▶ [What you will do]: Nothing should be omitted: restate the full listing word for word.
(Provided material)
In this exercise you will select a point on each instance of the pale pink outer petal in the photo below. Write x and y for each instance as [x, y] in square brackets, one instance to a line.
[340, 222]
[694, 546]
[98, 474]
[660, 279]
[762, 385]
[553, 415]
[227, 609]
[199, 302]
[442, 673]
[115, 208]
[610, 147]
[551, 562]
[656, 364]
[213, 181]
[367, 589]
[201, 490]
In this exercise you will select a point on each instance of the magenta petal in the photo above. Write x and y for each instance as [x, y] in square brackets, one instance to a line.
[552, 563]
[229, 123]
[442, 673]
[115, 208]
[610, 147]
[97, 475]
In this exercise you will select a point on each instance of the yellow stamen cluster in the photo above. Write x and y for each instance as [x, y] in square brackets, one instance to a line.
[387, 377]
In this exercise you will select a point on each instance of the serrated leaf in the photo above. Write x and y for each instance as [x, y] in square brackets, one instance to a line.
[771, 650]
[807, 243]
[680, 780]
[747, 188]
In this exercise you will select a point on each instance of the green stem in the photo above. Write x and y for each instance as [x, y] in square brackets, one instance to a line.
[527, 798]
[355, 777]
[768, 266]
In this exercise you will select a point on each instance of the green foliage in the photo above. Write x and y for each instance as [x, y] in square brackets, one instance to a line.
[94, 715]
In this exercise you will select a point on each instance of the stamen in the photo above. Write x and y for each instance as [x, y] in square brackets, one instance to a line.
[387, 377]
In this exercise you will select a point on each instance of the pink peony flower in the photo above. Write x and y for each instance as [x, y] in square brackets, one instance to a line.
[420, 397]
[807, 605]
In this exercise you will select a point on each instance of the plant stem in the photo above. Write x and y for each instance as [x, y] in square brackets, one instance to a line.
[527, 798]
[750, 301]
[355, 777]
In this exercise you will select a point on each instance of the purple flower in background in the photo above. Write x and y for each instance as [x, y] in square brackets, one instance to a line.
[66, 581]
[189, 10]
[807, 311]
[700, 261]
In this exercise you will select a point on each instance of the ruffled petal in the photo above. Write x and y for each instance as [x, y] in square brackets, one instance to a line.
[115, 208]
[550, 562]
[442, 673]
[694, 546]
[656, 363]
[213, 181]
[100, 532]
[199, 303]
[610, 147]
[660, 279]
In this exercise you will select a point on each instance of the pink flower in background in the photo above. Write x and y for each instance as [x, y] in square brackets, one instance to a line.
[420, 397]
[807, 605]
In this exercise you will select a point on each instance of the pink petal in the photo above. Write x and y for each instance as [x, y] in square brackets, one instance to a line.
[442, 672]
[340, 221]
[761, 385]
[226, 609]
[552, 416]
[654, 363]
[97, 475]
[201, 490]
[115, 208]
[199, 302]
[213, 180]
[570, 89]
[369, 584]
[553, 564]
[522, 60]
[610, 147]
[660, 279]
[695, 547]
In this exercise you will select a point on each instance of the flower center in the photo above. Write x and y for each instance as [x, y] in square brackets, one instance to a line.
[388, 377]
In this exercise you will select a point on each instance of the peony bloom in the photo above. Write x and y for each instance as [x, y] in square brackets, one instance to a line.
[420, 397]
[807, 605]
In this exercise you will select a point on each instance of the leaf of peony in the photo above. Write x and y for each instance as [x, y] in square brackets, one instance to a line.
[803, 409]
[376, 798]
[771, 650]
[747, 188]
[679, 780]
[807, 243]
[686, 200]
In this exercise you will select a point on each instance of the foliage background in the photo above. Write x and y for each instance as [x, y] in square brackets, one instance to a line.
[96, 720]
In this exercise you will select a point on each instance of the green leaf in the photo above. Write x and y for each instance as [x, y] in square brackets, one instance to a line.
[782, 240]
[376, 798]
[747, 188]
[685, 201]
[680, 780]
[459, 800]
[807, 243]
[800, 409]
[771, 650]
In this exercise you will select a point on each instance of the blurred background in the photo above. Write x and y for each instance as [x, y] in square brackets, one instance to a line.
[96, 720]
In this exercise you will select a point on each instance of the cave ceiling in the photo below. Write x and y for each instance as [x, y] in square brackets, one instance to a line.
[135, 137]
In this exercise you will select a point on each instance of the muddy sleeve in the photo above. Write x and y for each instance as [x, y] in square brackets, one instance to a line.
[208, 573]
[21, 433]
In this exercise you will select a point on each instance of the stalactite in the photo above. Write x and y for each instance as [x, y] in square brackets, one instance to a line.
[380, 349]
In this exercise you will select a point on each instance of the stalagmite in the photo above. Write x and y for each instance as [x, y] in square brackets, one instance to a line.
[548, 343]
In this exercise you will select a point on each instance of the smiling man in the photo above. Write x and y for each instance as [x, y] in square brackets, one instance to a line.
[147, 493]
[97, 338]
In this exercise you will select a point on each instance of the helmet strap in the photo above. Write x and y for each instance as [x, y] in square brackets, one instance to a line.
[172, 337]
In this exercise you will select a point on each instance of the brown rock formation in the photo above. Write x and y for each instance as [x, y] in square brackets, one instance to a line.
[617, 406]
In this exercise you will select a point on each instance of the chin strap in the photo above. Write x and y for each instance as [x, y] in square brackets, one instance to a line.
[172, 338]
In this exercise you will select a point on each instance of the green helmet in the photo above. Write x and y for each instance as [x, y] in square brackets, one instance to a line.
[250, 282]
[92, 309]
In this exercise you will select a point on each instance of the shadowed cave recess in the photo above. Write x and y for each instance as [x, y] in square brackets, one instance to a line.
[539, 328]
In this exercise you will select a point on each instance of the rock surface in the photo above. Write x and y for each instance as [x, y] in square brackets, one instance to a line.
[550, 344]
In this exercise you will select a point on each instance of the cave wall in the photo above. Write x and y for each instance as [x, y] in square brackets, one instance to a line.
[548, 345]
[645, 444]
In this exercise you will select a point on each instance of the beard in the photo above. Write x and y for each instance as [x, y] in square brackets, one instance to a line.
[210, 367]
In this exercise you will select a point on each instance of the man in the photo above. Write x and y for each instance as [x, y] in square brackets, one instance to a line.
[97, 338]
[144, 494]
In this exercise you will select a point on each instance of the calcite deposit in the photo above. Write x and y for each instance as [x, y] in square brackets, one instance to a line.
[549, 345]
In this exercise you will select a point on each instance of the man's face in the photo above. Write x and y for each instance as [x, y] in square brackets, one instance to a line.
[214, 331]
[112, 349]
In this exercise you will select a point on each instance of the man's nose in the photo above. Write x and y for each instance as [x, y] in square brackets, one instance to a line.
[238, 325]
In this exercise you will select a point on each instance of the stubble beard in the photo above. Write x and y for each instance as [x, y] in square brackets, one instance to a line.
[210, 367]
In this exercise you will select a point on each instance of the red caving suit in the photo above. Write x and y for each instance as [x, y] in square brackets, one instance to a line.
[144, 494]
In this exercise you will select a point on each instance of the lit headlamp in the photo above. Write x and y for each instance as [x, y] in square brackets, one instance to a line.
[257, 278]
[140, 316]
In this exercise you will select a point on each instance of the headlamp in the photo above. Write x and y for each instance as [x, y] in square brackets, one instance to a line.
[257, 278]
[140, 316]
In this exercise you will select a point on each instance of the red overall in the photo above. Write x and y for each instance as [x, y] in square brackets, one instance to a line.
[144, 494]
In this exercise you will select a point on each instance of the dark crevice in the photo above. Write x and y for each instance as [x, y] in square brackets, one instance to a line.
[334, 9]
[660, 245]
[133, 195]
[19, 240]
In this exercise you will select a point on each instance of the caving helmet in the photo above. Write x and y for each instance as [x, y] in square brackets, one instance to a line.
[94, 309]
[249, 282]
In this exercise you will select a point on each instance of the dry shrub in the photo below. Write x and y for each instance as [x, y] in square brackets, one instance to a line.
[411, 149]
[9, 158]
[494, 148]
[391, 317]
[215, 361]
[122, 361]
(End Provided material)
▶ [Problem solution]:
In this exercise you will select a point on each instance of the pale pink outer petal in the photo below. Write x and y for each instance as [x, y] in square brackets, one instance to a line.
[340, 222]
[694, 546]
[98, 474]
[660, 279]
[762, 385]
[553, 415]
[227, 609]
[199, 302]
[442, 673]
[115, 208]
[610, 147]
[551, 562]
[656, 364]
[213, 181]
[367, 589]
[201, 490]
In this exercise you will select a point on each instance of the magenta petal in the photo above. Write x and y for each instance as [x, y] in square brackets, one instance to a line.
[552, 563]
[229, 123]
[442, 673]
[115, 208]
[610, 147]
[97, 475]
In this exercise you will select a point on each instance of the yellow stamen cluster in the photo above. Write x and y for each instance as [x, y] in square brackets, one instance to a line.
[387, 377]
In this exercise you will select a point on each instance of the serrated leaf in the photo above. Write x and y for each instance as [x, y] in square brackets, one instance to a line.
[771, 650]
[807, 243]
[680, 780]
[747, 188]
In this exercise you will select a point on each instance of the green stem in the photo above. Write x and y for each instance as [x, y] in square brackets, one instance to a line.
[527, 798]
[355, 777]
[768, 266]
In this exercise you will select a point on each instance of the green foliage in the photo above. Write x and y for each instance as [x, y] in square brackets, one instance to a line.
[94, 715]
In this exercise you will select a point on each instance of the stamen in the photo above. Write x and y for each instance as [x, y] in square brackets, one instance to a line.
[387, 377]
In this exercise you will select a point on each instance of the pink peony flower in the photo above. Write x and y for each instance as [x, y] in square brackets, one instance to a line.
[420, 397]
[807, 605]
In this exercise you will select a point on each instance of the plant stem in the photo above. Write x and y for each instance as [x, y] in square brackets, one instance to a line.
[527, 798]
[750, 301]
[355, 777]
In this exercise you will select a point on each instance of the purple flower in background in the photo above. Write x and y for each instance as [x, y] in square brackets, one instance to a line.
[66, 581]
[189, 10]
[807, 311]
[700, 261]
In this exercise you will select a point on each instance of the ruffled petal in the photo above. Write x and y for each instance as [x, y] in square brackets, one instance to a line.
[115, 208]
[550, 562]
[442, 673]
[694, 546]
[656, 363]
[213, 181]
[100, 532]
[199, 303]
[610, 147]
[660, 279]
In this exercise you will select a point on each instance of the pink flower in background in the photo above. Write x and y for each instance as [x, y] in square brackets, one instance to a line.
[420, 397]
[807, 605]
In this exercise you will select a point on each instance of the pink petal in the photo above. Write x and y for each instance as [x, y] in square brackets, one instance to a line.
[442, 672]
[340, 221]
[761, 385]
[226, 609]
[552, 416]
[654, 363]
[97, 475]
[201, 490]
[115, 208]
[199, 302]
[213, 180]
[570, 89]
[369, 584]
[553, 564]
[522, 60]
[610, 147]
[660, 279]
[695, 547]
In this exercise you will select a point on each instance of the flower center in the photo above. Write x and y for each instance as [x, y] in square brackets, one instance to a line.
[388, 377]
In this exercise you will select a point on each instance of the peony bloom in the photo above. Write x and y for each instance as [x, y] in square brackets, one instance to a line.
[420, 397]
[807, 605]
In this exercise you will select a point on each instance of the leaf of peony in the photo above. Write x and y for each instance as [x, y] in square brackets, one instance to a line.
[803, 409]
[376, 798]
[771, 650]
[747, 188]
[679, 780]
[807, 243]
[686, 200]
In this exercise you will select a point on each instance of the foliage background in the photo above. Write x and y for each instance as [x, y] in square brackets, one instance to a line.
[96, 720]
In this exercise you will select a point on each instance of the green leaf in the photo above. Write x and y for each instance as [x, y] in square brackets, one instance to a line.
[782, 240]
[376, 798]
[747, 188]
[685, 201]
[680, 780]
[459, 800]
[807, 243]
[800, 409]
[771, 650]
In this exercise you will select a point on each instance of the blurred background in the photo above. Write x and y for each instance as [x, y] in square brackets, one instance to a line.
[96, 720]
In this exercise you will select a point on each instance of the cave ceiling in the photo below. Write x and y for each instance as [x, y] in square brackets, one instance to a line.
[135, 137]
In this exercise you will select a point on each instance of the muddy sleeve in the photo above. Write x and y for each instance as [x, y] in square brackets, one instance to a line.
[208, 573]
[21, 433]
In this exercise you will select a point on each instance of the stalactite in the photo above. Write x and y for each instance as [x, y] in square brackets, one instance to a line.
[380, 349]
In this exercise you will select a point on each instance of the stalagmite in the photo above. Write x and y for each instance as [x, y] in square brackets, one instance to a line.
[548, 343]
In this exercise you will select a point on each instance of the smiling man in the photo above. Write x and y for each instance as [x, y] in square brackets, one instance to a line.
[147, 493]
[97, 338]
In this exercise you will select a point on each instance of the helmet strap in the photo above. Write x and y for each instance as [x, y] in square brackets, one instance to a line.
[172, 337]
In this exercise you will select a point on each instance of the brown rock formation in the photo above. Write x and y for each instance as [x, y] in square brackets, one instance to a line.
[617, 406]
In this exercise you will select a point on each instance of the chin strap in the photo above. Write x and y for each instance as [x, y] in square brackets, one instance to a line.
[172, 338]
In this exercise you will select a point on each instance of the green helmet in the photo above. Write x and y for each instance as [x, y] in square brackets, one instance to a line.
[250, 282]
[92, 309]
In this exercise you will select a point on each instance of the shadowed cave recess in the photo above. Write x and y for each instance as [x, y] in square brackets, one instance to a line.
[539, 328]
In this exercise you will select a point on each instance of the rock surface in the photo above. Write x and y for each instance as [x, y] in square brackets, one instance to a line.
[550, 344]
In this exercise you will select a point on each instance of the cave wall in the photo above. Write x and y for each instance as [x, y] in square brackets, one instance to a line.
[548, 345]
[645, 444]
In this exercise you will select a point on each instance of the beard in the photo above. Write x and y for each instance as [x, y] in square brackets, one instance to a line.
[210, 367]
In this exercise you will select a point on each instance of the man in the photo above. Write x and y for each instance as [x, y] in square brackets, one instance to a line.
[97, 338]
[144, 494]
In this exercise you will select a point on each instance of the calcite deposit in the photo above. Write x and y for each instance as [x, y] in square brackets, one instance to a line.
[549, 345]
In this exercise you will select a point on each instance of the man's face in the photo above. Write x and y for each instance as [x, y] in square brackets, one instance to a line.
[214, 331]
[112, 349]
In this exercise you will select a point on each instance of the man's nose in the photo above. Write x and y for each instance as [x, y] in square brackets, one instance to a line.
[238, 325]
In this exercise you will select a point on each instance of the stubble beard in the photo above. Write x and y for each instance as [x, y] in square brackets, one instance to a line.
[210, 367]
In this exercise you will select a point on each instance of the red caving suit in the photo above. Write x and y for each instance as [x, y] in square brackets, one instance to a line.
[144, 494]
In this exercise you will select a point on each instance of the lit headlamp in the photo above. Write x and y for each instance as [x, y] in square brackets, one instance to a line.
[257, 278]
[140, 316]
In this exercise you will select a point on each instance of the headlamp in the photo above. Write x and y for each instance as [x, y] in square brackets, one instance to a line.
[257, 278]
[140, 316]
In this exercise you will select a point on each instance of the red overall in the photo above. Write x and y for each instance as [x, y] in square brackets, one instance to a line.
[144, 494]
In this exercise you will select a point on each instance of the dark crevice in the photo above. Write x and y for each instance as [x, y] in square brackets, one instance to a line.
[334, 9]
[660, 245]
[133, 195]
[19, 240]
In this exercise you will select a point on each instance of the caving helmet in the photo above. Write x and y for each instance as [x, y] in square brackets, one instance to a line.
[94, 309]
[249, 282]
In this exercise you will select a point on each instance of the dry shrub in the photo below. Write x and y for each instance as [x, y] in square brackets, one instance to a line.
[411, 149]
[9, 158]
[494, 148]
[391, 317]
[215, 361]
[122, 361]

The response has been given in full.